> _Task goal_:
Copy out all of the items below word for word, but omit the pictures.

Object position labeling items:

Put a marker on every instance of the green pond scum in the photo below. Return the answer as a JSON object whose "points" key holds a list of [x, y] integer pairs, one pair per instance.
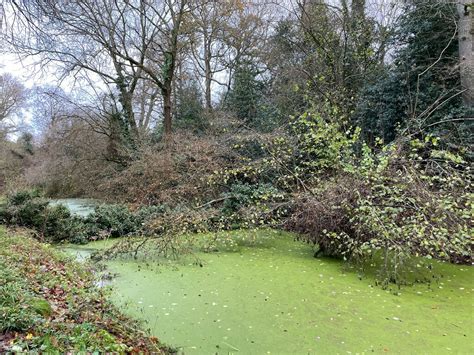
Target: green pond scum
{"points": [[261, 292]]}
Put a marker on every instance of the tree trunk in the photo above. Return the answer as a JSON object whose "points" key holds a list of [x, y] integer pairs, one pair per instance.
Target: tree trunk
{"points": [[466, 64], [167, 113], [208, 75]]}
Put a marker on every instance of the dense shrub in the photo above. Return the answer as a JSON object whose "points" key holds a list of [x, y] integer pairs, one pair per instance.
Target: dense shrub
{"points": [[407, 200], [117, 220], [56, 223]]}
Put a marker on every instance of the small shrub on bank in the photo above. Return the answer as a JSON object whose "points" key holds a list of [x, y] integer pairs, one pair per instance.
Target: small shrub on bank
{"points": [[50, 304]]}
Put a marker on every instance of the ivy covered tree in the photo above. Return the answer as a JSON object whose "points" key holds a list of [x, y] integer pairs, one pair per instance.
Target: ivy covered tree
{"points": [[420, 90]]}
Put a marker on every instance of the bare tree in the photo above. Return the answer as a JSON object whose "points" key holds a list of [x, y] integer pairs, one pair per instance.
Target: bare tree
{"points": [[121, 42], [465, 28]]}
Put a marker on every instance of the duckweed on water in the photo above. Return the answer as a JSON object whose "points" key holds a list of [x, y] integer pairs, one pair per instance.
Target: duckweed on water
{"points": [[275, 297]]}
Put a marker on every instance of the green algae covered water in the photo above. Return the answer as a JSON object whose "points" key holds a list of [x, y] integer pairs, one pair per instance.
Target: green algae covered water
{"points": [[274, 297]]}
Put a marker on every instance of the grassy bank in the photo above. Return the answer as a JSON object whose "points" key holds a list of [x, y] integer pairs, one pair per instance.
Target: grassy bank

> _Result below_:
Put a marker on every instance of the green pond scum in the photo below. Return the answer as a JSON object whose "points" key holds a list of [x, y] integer pairs, one pair per instance.
Target: green pond scum
{"points": [[261, 292]]}
Put a marker on every instance of the tree trunk in the photo above. Return the answer as a JSON object whose "points" key holds a list of [x, y] integer pairs, one pair per instance.
Target: tree trunk
{"points": [[466, 64], [167, 113], [208, 75]]}
Put a marker on every instance of the dense shrub in the photo above. Return the answer as a JSON object whose "points" key holds a list of [x, y] integer pairs, one pair per instance.
Target: dense shrub
{"points": [[407, 200], [117, 220], [56, 223]]}
Put a marker on every instance of the small shrub on bank in the photo above. Return the answer as a JSON object whose "points" key holds a list of [x, y] integer pairs, one pair per instance.
Target: small shrub on bank
{"points": [[50, 304]]}
Put a marker on every instance of the ivy covered tree in the photo above. Return the answer as a JSON object whose "points" key holds a list of [x, y] integer pairs, one pair per instance.
Target: ivy covered tree
{"points": [[420, 90]]}
Put a marker on every instance of the bare tree in the photo above. Return the answer as a JSON object whose "points" key holds a list of [x, y] integer pairs, one pair per instance.
Target: bare tree
{"points": [[121, 42], [465, 28]]}
Put a marker on every instance of the duckweed on water in the photo above. Return the answer as a JSON object whose "points" key holds a list of [x, y] integer pairs, one pair per instance.
Target: duckweed on water
{"points": [[275, 297]]}
Put a marker on every instance of the green algae covered water in the photo above. Return the answer as a JSON object whose "points" key holds a list of [x, y] integer pairs, one pair per instance.
Target: green algae covered water
{"points": [[274, 297]]}
Put a marker on every instance of the grassy bank in the photo above. Return the answer as a JSON object whose "points" key holds a list of [x, y] integer pairs, one pair per instance.
Target: grassy bank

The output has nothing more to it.